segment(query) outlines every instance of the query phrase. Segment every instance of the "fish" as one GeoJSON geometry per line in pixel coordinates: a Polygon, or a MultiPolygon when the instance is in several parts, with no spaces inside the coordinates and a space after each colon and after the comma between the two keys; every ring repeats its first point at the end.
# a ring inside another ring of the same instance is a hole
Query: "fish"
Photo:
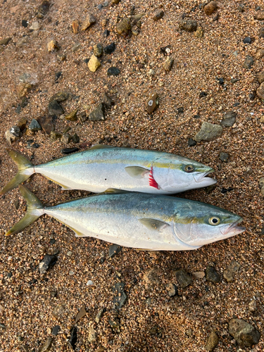
{"type": "Polygon", "coordinates": [[[243,219],[220,208],[181,198],[138,192],[101,194],[44,206],[20,185],[27,213],[6,236],[46,214],[73,230],[120,246],[147,251],[188,251],[243,232],[243,219]]]}
{"type": "Polygon", "coordinates": [[[207,177],[214,170],[187,158],[168,153],[95,145],[38,165],[11,149],[7,152],[18,172],[0,191],[4,194],[37,172],[63,189],[101,193],[108,189],[172,194],[216,182],[207,177]]]}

_Given instruction_: Turn every line of the rows above into a numbered list, skipping any blank lines. Leave the pictures out.

_Expected answer_:
1. segment(query) outlines every instance of the query phrase. Segment every instance of the "fish" as one GeoJSON geometry per line in pixel coordinates: a Polygon, or a MultiPolygon when the instance is in several parts, with no spaces inside the coordinates and a space after each colon and after the comma between the two keys; every ring repeats its first point at the end.
2. # a ring inside another ring of the same instance is a hole
3. Query: "fish"
4. Photo:
5. {"type": "Polygon", "coordinates": [[[243,219],[220,208],[181,198],[138,192],[101,194],[44,206],[20,185],[27,213],[6,236],[46,214],[73,230],[120,246],[147,251],[188,251],[243,232],[243,219]]]}
6. {"type": "Polygon", "coordinates": [[[207,177],[214,170],[187,158],[168,153],[95,145],[38,165],[11,149],[7,152],[18,172],[0,191],[4,194],[37,172],[63,189],[101,193],[108,189],[172,194],[216,182],[207,177]]]}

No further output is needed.